---------- Supplied data ----------
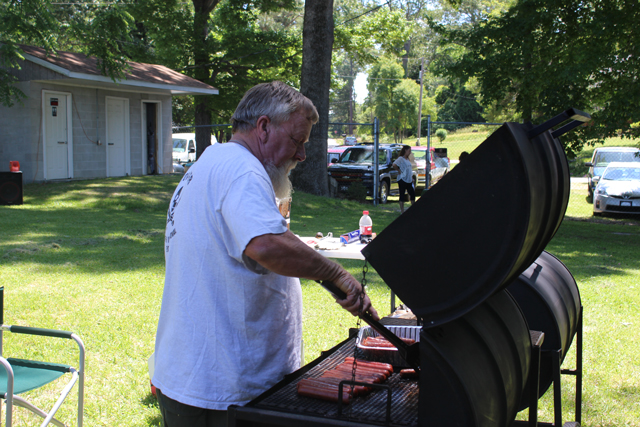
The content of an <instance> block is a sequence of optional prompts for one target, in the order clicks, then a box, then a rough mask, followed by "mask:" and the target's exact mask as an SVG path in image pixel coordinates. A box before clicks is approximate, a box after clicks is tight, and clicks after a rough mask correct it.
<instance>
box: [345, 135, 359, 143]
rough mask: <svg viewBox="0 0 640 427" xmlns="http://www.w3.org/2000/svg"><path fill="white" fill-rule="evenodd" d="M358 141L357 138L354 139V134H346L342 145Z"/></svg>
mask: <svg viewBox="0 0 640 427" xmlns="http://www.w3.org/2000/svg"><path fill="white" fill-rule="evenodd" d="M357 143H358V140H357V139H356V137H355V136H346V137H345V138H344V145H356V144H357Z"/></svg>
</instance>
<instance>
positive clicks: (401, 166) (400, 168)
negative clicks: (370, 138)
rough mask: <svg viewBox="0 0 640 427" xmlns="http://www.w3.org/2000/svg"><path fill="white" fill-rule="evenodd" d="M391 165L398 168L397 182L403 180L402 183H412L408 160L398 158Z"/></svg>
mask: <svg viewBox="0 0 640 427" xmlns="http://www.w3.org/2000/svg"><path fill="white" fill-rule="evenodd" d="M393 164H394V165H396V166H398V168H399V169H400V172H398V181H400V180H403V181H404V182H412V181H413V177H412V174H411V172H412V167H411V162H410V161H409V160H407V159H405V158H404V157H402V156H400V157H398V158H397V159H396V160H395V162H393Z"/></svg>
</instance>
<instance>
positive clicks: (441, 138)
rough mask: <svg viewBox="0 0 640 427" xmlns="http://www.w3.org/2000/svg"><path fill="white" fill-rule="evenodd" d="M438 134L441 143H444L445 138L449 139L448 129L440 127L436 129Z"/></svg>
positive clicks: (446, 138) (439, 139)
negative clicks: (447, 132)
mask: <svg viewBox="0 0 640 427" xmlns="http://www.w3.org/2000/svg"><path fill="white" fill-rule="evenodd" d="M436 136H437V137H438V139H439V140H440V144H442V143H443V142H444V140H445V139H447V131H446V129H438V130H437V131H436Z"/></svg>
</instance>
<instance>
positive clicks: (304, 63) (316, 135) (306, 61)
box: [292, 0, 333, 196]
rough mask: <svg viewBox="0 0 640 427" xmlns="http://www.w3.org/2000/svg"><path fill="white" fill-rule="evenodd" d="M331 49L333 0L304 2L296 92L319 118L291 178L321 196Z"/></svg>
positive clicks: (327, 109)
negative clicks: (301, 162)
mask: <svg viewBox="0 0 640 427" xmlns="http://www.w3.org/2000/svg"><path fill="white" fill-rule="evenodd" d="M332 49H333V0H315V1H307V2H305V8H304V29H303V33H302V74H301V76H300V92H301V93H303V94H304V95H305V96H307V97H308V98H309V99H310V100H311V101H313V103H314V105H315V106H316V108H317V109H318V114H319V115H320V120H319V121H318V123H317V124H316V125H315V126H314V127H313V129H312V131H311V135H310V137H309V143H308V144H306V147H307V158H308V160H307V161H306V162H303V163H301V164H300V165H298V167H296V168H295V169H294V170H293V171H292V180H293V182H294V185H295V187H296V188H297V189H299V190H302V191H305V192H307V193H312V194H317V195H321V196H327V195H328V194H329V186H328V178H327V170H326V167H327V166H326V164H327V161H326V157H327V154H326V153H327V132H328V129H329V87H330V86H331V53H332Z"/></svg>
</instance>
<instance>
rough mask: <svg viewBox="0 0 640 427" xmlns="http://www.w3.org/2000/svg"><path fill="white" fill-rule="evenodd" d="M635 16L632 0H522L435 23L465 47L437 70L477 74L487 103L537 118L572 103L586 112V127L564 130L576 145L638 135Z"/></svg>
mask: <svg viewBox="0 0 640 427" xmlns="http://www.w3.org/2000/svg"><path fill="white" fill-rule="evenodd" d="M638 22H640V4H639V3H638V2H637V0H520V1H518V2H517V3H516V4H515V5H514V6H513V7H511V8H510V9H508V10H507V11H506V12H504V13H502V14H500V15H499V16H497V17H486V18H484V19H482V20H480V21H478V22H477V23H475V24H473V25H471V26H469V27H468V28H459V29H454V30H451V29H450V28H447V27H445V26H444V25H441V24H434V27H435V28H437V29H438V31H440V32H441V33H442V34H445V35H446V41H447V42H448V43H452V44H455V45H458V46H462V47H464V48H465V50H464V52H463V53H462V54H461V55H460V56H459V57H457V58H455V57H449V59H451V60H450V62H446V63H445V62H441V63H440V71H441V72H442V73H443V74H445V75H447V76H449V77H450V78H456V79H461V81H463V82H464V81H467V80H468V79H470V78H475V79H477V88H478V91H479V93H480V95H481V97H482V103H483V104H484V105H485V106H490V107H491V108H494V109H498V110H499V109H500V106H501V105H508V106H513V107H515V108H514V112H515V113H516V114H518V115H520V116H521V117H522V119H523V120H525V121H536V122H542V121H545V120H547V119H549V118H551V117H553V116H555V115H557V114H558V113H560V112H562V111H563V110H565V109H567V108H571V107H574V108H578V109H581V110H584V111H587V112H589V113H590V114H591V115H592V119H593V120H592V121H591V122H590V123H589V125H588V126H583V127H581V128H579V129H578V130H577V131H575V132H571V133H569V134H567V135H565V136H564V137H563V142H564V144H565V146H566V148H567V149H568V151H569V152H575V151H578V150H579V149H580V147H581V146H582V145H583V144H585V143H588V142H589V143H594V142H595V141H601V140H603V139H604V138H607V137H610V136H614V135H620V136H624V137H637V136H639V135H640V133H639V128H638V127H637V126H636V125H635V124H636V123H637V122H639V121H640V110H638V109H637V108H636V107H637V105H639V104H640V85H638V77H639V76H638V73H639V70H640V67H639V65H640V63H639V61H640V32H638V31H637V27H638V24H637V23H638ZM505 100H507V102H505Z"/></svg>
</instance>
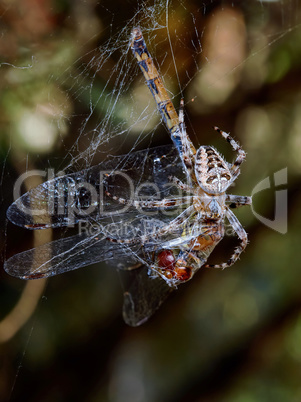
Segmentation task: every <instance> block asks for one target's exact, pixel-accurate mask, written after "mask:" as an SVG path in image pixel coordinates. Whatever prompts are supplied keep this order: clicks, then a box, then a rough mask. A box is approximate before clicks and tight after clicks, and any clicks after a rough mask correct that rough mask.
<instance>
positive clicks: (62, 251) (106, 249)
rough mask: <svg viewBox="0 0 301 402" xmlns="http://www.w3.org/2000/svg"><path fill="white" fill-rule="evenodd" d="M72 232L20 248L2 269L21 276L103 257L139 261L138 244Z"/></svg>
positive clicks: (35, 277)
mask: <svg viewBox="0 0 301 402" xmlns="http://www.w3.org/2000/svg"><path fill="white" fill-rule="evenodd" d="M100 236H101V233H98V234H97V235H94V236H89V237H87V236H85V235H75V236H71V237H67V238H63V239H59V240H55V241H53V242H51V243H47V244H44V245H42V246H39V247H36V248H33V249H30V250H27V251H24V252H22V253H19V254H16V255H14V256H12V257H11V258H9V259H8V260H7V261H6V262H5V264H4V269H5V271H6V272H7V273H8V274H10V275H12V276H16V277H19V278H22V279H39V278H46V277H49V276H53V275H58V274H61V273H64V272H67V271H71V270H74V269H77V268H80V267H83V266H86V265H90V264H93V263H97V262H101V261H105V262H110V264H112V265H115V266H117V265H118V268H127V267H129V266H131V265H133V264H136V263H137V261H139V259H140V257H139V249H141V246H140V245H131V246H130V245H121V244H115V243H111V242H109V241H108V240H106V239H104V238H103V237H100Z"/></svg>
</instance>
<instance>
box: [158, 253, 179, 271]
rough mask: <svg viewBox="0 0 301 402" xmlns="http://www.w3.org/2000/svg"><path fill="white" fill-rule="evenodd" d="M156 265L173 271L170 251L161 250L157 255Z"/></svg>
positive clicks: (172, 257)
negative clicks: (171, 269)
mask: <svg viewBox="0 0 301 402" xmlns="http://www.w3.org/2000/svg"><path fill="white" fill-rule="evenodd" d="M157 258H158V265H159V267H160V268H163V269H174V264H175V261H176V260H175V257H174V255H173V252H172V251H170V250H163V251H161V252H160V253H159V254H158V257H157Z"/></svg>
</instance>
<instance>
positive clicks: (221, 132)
----------
» **Task description**:
Output the data from its beginning up to and including the line containing "141L357 138L354 139V134H346L342" as a Markdown table with the columns Row and Text. Give each line its own numbered row, skip blank lines, and leave the pictures out.

» **Final answer**:
| Row | Text |
|---|---|
| 1 | The content of an <instance> block is a sequence of optional prompts for one target, in the order clicks, then a box, then a rough mask, followed by "mask:" and the target's exact mask as an SVG path in image pixel coordinates. A box before clicks is approximate, a box after clicks is tight, and clicks after a rough mask correct it. |
| 2 | <instance> |
| 3 | box: [345, 135, 359, 143] |
| 4 | rough mask: <svg viewBox="0 0 640 427" xmlns="http://www.w3.org/2000/svg"><path fill="white" fill-rule="evenodd" d="M358 141L357 138L354 139V134H346L342 145Z"/></svg> |